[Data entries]
★ ★ ★ ★ ★

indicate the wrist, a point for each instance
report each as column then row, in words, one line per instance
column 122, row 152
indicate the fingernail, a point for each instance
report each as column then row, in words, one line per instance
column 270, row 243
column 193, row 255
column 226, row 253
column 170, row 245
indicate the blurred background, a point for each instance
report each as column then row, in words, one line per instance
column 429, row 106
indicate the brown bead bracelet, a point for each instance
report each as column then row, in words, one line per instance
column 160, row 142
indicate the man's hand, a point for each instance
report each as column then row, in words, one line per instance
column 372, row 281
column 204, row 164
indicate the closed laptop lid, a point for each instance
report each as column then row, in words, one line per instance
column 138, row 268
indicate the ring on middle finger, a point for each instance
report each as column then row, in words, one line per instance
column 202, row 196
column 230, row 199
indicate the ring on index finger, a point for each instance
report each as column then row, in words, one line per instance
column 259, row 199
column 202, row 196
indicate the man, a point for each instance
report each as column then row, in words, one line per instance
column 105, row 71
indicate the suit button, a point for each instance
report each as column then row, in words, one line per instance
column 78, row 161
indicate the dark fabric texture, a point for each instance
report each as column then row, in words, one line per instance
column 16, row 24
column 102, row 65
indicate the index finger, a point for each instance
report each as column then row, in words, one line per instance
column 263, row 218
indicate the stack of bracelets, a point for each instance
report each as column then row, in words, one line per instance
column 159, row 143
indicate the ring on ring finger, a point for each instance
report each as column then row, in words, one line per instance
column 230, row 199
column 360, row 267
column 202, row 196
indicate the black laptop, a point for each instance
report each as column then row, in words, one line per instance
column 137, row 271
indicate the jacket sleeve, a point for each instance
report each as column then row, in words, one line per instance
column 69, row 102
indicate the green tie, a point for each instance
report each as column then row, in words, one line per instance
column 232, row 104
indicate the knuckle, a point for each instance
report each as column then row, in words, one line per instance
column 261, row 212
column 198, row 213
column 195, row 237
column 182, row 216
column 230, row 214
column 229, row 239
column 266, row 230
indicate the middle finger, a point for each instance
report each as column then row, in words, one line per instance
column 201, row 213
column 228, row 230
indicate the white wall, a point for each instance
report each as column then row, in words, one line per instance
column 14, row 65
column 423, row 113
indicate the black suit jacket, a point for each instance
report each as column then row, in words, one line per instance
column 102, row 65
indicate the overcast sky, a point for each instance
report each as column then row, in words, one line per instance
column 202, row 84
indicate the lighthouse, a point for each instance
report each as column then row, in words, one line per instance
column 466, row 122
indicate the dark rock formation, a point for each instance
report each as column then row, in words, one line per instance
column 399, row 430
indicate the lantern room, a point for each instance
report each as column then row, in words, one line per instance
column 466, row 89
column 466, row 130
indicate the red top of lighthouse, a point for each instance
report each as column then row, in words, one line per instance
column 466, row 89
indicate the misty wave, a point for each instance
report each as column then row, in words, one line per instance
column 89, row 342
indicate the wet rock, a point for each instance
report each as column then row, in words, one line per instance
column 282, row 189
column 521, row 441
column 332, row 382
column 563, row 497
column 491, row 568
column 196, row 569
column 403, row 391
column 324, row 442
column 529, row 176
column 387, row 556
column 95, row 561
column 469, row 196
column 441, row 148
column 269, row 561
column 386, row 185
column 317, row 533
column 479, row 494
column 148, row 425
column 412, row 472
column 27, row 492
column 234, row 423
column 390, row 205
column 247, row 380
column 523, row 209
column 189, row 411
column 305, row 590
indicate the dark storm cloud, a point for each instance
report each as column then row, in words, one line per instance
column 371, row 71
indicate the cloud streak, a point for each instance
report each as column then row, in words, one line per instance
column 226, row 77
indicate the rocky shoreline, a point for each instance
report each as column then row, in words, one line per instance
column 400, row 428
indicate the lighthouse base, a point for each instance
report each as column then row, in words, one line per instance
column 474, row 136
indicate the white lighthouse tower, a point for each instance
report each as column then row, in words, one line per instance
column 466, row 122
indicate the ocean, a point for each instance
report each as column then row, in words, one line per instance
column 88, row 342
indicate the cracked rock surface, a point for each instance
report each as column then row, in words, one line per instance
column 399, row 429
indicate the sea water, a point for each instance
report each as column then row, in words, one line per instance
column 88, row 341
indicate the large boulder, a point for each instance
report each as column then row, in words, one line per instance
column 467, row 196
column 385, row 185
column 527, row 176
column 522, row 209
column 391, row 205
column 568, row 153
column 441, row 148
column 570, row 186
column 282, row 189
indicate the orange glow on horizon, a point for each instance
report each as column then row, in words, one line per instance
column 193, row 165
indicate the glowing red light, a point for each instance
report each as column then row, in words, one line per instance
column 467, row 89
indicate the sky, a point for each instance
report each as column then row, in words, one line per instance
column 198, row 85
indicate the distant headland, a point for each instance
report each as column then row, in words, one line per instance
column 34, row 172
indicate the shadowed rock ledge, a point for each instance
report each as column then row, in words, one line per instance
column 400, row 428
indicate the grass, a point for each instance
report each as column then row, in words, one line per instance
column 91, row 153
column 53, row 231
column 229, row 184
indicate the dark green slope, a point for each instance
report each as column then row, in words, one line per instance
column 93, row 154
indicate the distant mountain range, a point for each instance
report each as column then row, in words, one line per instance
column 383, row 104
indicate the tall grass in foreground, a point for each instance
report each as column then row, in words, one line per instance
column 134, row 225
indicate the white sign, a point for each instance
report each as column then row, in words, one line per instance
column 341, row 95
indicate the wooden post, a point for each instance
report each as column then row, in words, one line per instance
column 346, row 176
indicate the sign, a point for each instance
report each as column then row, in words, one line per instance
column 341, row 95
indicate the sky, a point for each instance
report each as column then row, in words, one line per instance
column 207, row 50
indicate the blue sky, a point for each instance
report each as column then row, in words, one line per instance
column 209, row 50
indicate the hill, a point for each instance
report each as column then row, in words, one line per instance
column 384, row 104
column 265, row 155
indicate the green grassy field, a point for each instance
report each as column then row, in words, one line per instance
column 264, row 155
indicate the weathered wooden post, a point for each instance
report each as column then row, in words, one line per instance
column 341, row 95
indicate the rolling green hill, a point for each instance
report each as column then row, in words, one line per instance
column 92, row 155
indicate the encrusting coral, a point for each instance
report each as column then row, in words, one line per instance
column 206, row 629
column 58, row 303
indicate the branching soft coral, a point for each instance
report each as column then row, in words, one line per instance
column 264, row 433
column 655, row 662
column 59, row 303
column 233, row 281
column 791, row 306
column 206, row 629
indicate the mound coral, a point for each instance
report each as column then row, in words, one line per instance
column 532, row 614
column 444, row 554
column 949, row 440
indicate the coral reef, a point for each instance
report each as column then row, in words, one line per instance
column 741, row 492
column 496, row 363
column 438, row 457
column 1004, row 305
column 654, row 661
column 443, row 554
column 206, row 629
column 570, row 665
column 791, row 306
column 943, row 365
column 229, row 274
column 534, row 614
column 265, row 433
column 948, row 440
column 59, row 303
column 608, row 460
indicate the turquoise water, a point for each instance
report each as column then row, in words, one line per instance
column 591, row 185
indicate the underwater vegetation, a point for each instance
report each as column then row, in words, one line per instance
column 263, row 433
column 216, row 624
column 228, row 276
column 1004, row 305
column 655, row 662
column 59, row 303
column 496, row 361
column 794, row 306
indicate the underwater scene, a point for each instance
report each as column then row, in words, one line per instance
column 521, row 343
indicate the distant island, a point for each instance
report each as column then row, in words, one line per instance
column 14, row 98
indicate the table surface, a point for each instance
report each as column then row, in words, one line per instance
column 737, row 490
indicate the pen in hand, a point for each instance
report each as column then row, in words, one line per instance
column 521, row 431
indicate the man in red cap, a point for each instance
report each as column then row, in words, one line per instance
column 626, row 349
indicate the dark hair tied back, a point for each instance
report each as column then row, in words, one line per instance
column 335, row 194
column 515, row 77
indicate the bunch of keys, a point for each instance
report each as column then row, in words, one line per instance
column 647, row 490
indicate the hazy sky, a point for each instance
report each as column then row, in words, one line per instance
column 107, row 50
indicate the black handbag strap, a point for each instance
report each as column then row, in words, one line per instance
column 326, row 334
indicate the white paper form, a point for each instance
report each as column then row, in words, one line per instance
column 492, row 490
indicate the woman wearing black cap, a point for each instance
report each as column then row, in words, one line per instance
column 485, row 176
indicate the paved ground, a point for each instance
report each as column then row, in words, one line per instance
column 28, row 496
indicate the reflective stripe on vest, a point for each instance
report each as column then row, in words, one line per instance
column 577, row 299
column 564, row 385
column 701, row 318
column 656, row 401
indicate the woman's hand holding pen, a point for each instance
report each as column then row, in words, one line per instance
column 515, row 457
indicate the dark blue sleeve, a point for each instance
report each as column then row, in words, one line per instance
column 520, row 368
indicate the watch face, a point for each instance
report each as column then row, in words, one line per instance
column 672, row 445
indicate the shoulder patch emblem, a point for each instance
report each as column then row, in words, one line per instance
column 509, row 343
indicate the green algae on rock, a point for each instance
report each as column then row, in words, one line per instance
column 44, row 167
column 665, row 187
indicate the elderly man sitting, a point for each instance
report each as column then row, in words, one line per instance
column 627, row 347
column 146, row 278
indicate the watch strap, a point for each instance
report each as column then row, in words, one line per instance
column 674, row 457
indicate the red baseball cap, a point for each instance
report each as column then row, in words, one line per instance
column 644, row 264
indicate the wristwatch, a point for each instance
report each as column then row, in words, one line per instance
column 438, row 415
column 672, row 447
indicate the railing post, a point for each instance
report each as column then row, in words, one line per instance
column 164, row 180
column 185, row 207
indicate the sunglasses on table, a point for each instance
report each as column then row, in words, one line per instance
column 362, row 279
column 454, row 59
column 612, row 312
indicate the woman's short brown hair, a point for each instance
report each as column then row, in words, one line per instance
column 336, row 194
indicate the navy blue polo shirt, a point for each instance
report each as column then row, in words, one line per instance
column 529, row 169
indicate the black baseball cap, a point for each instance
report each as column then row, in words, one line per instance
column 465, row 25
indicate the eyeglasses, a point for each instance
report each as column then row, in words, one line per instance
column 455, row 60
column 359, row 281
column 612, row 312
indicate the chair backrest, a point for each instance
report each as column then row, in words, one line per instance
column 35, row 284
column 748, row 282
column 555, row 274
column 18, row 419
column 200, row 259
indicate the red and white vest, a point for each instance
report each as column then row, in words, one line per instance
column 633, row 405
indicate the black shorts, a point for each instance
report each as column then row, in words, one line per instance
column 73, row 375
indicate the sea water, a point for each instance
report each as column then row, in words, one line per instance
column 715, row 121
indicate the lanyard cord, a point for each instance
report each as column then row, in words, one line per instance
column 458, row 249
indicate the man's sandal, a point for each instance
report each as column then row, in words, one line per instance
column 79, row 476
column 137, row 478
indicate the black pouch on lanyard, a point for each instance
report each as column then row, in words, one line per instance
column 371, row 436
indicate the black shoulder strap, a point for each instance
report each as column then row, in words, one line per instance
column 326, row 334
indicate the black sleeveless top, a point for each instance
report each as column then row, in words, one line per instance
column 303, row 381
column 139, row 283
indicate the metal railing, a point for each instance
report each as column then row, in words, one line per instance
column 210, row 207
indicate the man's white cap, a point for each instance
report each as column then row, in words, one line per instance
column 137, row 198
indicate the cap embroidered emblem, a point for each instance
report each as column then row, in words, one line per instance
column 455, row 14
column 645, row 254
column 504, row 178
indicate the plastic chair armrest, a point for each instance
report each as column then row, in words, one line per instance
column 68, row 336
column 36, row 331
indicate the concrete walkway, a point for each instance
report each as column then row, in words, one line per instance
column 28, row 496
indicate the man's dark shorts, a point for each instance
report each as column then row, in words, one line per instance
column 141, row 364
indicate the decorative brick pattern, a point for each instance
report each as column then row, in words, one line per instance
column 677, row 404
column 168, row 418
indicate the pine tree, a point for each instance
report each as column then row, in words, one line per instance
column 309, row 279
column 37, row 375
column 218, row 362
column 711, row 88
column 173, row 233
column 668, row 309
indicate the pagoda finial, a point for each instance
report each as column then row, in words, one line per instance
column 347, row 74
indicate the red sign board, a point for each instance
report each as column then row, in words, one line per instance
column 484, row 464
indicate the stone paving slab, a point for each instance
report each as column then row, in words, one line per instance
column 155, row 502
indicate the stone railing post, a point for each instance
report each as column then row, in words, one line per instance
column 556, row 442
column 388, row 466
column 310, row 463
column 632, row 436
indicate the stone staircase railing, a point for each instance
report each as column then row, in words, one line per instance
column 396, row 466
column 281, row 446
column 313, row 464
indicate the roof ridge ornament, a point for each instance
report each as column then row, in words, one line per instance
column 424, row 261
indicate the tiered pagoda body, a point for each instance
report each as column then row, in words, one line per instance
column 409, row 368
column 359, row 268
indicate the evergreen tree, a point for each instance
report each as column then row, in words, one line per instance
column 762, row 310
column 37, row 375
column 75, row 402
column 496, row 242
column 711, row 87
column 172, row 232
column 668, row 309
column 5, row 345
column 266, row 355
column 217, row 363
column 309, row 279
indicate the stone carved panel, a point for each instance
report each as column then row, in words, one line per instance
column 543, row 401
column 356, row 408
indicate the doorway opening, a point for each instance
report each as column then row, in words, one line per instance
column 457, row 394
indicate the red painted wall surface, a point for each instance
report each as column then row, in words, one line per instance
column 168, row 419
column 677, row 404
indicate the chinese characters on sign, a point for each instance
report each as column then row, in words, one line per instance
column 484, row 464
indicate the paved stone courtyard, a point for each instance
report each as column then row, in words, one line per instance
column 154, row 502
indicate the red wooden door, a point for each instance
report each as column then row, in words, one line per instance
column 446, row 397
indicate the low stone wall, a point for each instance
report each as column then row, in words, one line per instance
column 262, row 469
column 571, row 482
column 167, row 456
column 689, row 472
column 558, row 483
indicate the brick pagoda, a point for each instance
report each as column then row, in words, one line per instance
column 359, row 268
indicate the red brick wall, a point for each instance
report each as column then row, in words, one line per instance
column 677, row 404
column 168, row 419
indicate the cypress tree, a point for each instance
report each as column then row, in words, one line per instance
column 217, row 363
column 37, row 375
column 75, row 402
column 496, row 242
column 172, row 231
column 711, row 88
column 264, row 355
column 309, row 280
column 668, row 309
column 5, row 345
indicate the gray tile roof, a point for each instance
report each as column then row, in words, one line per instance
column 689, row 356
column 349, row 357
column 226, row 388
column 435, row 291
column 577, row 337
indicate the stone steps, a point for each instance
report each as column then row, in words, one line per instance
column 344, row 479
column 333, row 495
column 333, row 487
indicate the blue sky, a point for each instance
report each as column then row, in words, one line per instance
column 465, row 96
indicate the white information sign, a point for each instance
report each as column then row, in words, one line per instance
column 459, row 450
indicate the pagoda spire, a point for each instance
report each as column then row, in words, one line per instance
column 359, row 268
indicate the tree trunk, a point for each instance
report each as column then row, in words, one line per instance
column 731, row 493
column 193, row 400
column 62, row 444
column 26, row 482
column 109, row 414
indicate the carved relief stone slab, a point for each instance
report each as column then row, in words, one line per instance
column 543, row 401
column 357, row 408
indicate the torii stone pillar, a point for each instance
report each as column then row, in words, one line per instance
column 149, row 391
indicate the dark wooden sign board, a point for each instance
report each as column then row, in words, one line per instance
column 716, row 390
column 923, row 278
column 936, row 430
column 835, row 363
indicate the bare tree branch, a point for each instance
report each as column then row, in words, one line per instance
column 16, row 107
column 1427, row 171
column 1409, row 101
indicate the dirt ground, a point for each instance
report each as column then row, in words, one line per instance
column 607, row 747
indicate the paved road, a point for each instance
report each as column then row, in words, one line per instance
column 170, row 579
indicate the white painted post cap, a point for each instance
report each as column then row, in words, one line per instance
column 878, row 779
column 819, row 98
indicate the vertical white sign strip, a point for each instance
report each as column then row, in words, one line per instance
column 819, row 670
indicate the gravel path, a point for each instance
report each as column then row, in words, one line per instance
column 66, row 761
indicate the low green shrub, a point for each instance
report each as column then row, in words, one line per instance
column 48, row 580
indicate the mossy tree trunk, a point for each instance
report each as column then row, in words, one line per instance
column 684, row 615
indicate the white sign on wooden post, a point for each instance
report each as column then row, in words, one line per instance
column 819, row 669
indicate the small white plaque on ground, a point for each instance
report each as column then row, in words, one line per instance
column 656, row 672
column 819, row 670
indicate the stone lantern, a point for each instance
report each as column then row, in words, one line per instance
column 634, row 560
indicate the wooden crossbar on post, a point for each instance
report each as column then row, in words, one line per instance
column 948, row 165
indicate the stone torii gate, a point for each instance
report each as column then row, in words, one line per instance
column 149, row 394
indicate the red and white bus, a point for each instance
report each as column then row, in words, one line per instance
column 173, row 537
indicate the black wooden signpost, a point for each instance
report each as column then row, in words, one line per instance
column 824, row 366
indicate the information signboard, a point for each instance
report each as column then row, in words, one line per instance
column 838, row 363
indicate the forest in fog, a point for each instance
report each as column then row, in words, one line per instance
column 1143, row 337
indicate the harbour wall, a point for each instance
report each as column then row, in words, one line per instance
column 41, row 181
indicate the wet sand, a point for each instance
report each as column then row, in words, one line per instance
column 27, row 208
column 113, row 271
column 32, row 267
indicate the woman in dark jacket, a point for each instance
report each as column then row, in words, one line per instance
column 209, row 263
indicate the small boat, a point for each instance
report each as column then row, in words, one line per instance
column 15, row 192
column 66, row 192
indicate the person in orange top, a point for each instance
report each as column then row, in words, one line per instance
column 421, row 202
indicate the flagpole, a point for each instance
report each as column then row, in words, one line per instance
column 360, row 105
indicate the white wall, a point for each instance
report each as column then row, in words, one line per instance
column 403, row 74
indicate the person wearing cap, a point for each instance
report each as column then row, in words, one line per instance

★ ★ ★ ★ ★

(What is required) Repeat precisely the lines of the data starting at the one containing "indicate the person in", last line included.

(Response to this exercise)
indicate the person in orange top, a point for each instance
report each as column then row, in words, one line per instance
column 421, row 202
indicate the flagpole, a point for each instance
report each as column then row, in words, one line per instance
column 360, row 105
indicate the white wall, a point for each instance
report each as column then row, in words, one line per instance
column 403, row 74
indicate the person wearing cap, a point for each instance
report each as column then row, in words, one line per instance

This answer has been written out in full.